Data lines
· · · ·

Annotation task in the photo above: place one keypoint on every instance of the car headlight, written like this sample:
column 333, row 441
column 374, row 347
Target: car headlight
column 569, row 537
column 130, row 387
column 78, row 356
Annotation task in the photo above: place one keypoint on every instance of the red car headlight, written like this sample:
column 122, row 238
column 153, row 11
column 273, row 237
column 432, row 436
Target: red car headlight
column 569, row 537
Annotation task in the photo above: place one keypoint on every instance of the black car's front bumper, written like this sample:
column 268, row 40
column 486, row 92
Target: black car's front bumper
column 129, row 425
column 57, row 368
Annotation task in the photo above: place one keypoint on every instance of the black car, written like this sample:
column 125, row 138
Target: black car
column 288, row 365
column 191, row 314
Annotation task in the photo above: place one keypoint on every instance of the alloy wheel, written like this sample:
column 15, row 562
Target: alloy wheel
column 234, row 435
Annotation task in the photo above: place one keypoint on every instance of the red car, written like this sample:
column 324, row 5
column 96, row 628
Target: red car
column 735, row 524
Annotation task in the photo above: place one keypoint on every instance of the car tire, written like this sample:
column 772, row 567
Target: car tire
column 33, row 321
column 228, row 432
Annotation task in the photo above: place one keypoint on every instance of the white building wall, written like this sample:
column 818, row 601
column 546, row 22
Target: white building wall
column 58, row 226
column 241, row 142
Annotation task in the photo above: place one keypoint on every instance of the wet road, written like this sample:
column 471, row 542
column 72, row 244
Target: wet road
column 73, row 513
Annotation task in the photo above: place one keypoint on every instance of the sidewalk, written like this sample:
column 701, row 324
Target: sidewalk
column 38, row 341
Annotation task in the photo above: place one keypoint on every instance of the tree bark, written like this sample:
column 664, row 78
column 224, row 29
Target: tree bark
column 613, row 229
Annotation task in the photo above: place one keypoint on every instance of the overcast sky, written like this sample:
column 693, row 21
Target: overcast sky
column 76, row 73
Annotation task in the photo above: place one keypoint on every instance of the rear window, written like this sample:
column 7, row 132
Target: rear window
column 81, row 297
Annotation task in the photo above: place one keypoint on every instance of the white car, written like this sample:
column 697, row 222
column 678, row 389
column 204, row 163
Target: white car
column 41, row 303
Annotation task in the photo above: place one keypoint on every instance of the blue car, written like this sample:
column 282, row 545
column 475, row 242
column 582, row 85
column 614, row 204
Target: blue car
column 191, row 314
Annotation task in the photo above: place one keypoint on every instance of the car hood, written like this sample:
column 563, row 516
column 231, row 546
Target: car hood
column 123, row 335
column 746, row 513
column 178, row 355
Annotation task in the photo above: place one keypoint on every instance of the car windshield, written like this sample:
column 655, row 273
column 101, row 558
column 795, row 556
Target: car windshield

· · · ·

The task: Rewrite the listing above, changing every "keypoint" to "marker" and leaving everything else as it is.

Task output:
Annotation task in the photo above: place one marker on every instance of the car headlight, written like this sample:
column 333, row 441
column 374, row 347
Target: car headlight
column 569, row 537
column 130, row 387
column 78, row 356
Annotation task in the photo above: place one marker on every instance of the red car headlight, written like this sample:
column 122, row 238
column 153, row 11
column 273, row 237
column 432, row 436
Target: red car headlight
column 569, row 537
Annotation task in the photo above: place one marker on every instance of the black car's front bumper, written like this sample:
column 268, row 40
column 486, row 92
Target: black car's front bumper
column 129, row 425
column 57, row 368
Annotation task in the photo above: place one marker on every instance of the black car, written like this sample:
column 125, row 138
Target: black car
column 288, row 365
column 191, row 314
Annotation task in the photo above: place one marker on every instance of the alloy wheel, written like this sample:
column 15, row 562
Target: alloy wheel
column 234, row 435
Annotation task in the photo above: place one marker on every instance of the red car, written like this sample:
column 324, row 5
column 96, row 628
Target: red car
column 735, row 524
Annotation task in the photo above: place one marker on every instance of the car tire, written like this sample:
column 772, row 567
Target: car tire
column 33, row 321
column 228, row 432
Annotation task in the photo above: place one marker on every instance of the white building wall, written like this sample:
column 818, row 601
column 546, row 22
Target: white building wall
column 58, row 226
column 241, row 142
Annotation task in the photo above: place one marker on every instance of the wet road, written like this sample:
column 471, row 542
column 72, row 244
Target: wet road
column 73, row 513
Annotation task in the photo above: place one marker on every instance of the sidewalk, written like this sample:
column 701, row 324
Target: sidewalk
column 38, row 341
Annotation task in the photo above: place one marker on every instance of the tree bark, written like this sample:
column 664, row 78
column 224, row 29
Target: tree bark
column 613, row 229
Annotation task in the photo above: place one marker on every instance of the overcast sky, written like this sample:
column 693, row 21
Target: overcast sky
column 76, row 73
Annotation task in the photo above: place one marker on every instance of the rear window, written like this sample:
column 7, row 132
Target: rear window
column 81, row 297
Annotation task in the photo above: place one marker on every instance of the white car, written like this sample:
column 697, row 222
column 678, row 389
column 204, row 163
Target: white car
column 41, row 303
Annotation task in the photo above: place one marker on every instance of the blue car, written like this sample:
column 282, row 545
column 475, row 242
column 582, row 85
column 614, row 204
Target: blue car
column 191, row 314
Annotation task in the photo above: place one marker on every instance of the car hood, written like this sample:
column 563, row 516
column 231, row 546
Target: car hood
column 123, row 335
column 746, row 513
column 178, row 355
Annotation task in the photo above: place one marker on every instance of the car windshield, written like this sample:
column 655, row 273
column 101, row 558
column 795, row 556
Target: car windshield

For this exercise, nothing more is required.